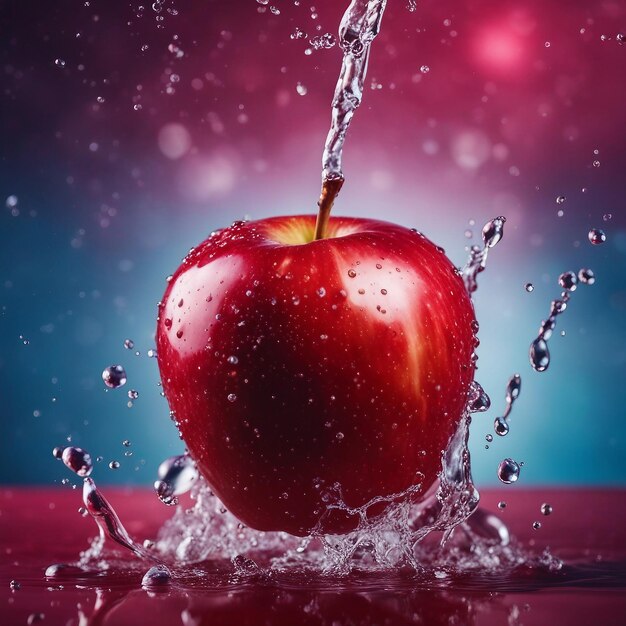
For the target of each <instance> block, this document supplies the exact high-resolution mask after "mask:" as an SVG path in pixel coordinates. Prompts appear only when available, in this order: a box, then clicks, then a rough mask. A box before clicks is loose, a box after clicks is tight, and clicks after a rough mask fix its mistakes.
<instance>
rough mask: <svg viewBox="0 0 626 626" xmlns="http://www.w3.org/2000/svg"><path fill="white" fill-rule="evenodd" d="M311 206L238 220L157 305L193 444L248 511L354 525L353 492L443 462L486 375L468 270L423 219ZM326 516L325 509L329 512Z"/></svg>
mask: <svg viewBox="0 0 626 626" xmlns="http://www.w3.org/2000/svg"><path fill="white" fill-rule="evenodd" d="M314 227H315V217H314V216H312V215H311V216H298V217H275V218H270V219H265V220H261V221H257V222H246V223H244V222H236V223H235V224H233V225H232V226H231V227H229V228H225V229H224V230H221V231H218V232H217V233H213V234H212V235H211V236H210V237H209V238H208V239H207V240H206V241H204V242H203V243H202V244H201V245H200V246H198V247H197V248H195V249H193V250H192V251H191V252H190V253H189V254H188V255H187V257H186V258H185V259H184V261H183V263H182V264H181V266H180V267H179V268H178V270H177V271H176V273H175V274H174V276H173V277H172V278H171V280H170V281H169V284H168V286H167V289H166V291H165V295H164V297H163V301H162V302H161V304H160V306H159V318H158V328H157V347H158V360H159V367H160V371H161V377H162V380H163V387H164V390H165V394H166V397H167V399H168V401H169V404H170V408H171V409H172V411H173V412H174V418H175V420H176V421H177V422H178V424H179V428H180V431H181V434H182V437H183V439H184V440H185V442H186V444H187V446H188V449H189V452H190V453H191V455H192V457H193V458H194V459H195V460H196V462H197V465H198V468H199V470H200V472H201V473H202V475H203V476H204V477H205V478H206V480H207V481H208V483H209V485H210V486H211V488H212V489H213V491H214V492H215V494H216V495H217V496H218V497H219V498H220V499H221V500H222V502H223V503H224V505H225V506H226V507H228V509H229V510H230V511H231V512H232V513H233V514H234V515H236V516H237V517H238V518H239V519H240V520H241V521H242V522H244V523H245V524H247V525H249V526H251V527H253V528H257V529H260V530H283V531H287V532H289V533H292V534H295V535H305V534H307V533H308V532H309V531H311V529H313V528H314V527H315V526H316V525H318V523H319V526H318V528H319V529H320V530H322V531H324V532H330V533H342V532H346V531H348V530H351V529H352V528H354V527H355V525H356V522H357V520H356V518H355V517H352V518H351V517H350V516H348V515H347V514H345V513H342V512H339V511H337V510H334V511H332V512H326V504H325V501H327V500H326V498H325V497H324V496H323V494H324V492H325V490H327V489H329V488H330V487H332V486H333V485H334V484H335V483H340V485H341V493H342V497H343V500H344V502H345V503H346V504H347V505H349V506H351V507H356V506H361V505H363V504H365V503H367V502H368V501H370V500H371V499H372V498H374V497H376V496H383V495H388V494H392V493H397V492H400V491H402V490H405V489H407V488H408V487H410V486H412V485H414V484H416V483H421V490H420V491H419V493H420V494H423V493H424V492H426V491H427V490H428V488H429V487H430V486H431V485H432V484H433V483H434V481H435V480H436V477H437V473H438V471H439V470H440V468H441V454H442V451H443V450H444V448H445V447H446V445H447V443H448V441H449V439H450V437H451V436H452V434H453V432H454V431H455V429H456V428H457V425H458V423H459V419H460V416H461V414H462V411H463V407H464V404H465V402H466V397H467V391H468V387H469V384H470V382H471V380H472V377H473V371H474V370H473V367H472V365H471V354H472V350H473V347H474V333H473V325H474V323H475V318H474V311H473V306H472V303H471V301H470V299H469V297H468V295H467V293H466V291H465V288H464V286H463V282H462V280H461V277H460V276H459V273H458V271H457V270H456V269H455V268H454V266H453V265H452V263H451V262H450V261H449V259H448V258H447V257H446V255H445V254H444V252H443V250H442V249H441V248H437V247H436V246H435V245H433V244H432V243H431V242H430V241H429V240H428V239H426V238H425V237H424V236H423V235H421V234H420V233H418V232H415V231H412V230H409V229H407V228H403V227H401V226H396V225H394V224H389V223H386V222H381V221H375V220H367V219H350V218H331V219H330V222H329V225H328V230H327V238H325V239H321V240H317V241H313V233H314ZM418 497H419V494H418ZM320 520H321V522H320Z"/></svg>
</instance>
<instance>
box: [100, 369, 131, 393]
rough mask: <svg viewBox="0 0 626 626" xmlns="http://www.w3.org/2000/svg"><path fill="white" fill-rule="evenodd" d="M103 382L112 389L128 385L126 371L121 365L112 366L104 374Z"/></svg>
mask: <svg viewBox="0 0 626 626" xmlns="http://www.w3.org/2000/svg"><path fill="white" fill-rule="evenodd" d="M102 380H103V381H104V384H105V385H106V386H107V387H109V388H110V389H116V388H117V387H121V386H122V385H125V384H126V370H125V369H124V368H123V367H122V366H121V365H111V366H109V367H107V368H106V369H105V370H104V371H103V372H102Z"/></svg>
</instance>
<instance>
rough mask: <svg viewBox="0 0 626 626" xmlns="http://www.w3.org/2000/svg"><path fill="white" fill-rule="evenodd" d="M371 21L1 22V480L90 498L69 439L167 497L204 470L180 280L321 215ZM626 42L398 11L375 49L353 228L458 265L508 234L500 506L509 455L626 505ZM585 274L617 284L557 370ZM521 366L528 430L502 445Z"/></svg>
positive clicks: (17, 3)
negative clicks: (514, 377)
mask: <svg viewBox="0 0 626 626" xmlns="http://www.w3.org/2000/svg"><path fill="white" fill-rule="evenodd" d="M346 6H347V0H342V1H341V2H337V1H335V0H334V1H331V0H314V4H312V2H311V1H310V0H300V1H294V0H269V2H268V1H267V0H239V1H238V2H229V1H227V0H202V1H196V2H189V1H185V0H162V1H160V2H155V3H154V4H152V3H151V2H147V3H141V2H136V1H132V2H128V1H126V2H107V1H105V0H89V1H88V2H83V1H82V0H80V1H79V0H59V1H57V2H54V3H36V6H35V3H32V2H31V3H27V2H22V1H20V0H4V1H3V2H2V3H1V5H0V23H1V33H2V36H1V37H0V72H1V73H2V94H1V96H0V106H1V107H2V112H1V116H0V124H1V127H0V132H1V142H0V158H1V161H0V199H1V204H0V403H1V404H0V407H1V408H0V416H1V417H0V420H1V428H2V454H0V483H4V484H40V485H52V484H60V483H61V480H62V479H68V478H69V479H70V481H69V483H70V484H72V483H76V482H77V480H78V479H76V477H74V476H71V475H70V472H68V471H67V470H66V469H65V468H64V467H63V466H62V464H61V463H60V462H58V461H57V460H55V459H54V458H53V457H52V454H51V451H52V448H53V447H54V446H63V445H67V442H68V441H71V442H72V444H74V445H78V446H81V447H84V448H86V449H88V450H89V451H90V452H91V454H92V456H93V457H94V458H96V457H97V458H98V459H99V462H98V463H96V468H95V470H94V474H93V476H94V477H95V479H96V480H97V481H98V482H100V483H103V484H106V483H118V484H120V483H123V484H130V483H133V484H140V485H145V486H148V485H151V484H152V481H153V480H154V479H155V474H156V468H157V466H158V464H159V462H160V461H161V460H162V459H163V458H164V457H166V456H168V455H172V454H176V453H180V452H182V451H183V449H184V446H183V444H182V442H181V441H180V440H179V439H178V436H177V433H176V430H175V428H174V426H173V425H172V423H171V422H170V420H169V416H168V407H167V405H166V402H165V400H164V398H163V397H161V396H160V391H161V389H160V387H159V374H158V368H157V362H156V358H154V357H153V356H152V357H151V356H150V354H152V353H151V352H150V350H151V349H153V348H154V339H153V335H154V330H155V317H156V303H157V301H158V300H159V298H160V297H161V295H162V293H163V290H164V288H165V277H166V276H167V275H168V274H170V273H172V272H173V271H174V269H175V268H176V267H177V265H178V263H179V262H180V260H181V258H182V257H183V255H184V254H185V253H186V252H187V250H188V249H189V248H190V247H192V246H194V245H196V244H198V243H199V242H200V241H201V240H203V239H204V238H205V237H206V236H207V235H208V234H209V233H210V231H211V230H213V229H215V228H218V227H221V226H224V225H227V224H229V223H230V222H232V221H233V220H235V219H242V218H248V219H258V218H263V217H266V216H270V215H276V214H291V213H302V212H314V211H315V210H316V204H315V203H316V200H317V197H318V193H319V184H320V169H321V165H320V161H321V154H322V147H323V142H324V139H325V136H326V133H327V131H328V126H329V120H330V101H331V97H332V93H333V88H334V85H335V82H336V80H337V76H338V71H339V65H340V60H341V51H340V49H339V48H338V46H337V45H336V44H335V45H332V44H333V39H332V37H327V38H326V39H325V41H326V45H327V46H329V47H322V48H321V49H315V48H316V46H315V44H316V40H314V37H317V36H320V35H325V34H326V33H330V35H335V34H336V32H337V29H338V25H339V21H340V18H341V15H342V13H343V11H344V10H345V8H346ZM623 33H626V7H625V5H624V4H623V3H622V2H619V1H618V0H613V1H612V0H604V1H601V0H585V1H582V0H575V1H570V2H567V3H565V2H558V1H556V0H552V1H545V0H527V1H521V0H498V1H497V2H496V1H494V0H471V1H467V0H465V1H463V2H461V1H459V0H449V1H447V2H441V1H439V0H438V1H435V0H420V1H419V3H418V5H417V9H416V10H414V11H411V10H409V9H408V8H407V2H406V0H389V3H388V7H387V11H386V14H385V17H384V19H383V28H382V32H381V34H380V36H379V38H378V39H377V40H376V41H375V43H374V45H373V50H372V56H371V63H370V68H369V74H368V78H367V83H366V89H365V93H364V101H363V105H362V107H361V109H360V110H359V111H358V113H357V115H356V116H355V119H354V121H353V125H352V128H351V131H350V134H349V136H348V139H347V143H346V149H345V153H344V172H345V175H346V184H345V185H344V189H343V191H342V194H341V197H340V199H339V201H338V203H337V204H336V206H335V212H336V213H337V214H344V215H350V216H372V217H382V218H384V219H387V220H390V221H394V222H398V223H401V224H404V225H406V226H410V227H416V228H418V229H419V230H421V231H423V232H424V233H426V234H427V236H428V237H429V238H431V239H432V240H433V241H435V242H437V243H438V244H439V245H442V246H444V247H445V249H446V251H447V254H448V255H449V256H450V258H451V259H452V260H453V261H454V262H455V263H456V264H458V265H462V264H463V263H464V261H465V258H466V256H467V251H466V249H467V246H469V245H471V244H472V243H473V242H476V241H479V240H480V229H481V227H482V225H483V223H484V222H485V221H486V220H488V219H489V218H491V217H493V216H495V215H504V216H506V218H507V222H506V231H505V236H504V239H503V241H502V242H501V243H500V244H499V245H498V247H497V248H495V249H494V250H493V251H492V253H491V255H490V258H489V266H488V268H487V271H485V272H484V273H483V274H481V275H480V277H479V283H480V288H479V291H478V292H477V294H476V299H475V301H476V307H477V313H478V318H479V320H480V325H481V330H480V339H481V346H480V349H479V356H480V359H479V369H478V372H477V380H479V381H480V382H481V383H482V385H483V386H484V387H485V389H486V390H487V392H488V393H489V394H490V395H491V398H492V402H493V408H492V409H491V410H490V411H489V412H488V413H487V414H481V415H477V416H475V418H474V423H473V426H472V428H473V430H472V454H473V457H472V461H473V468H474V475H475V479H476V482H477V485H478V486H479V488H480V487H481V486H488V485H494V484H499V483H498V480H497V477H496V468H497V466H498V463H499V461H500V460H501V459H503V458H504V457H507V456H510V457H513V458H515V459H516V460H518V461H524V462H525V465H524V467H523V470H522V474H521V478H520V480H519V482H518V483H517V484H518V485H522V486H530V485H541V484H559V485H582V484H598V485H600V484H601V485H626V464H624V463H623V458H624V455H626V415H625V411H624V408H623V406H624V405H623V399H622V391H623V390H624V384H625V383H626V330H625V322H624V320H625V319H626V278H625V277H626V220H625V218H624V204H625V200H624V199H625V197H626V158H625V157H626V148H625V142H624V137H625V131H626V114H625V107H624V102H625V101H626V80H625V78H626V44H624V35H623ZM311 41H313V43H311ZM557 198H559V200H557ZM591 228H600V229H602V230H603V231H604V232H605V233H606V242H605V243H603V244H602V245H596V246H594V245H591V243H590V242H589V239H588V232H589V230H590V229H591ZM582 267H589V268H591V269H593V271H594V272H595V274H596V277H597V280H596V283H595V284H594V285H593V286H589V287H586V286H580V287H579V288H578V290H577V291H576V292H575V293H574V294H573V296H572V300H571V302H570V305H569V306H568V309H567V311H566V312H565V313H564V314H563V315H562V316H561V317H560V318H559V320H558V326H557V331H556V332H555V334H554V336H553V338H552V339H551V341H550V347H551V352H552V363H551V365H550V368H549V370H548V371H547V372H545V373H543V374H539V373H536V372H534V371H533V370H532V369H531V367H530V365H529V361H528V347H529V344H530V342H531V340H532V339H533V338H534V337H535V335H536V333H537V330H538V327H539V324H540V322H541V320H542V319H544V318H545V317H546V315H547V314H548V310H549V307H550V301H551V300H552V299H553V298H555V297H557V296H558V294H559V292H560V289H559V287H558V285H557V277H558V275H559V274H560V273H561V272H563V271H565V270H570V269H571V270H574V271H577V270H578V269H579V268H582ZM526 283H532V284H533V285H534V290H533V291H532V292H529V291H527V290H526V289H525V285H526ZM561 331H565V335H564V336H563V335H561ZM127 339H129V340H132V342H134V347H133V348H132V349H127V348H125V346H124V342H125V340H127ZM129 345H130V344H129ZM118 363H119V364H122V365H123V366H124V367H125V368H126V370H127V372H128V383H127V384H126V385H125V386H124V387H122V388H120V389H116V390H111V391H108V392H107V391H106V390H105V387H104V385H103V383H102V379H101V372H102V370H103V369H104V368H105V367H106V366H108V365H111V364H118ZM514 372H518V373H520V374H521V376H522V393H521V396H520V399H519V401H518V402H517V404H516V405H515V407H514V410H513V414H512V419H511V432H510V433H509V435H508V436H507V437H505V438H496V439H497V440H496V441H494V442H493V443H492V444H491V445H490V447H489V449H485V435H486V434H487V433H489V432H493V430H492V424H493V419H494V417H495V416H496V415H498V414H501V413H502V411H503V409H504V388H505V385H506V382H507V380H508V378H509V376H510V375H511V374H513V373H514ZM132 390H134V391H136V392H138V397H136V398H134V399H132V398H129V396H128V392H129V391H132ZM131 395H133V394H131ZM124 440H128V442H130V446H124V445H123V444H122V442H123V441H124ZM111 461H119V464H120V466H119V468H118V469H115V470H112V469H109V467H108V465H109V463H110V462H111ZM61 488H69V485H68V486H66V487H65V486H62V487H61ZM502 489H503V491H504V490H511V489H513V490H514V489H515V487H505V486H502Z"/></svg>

**Exercise directions:** Find each line in the records that includes the word "clicks". Report the total and nothing more.

**Exercise output:** 3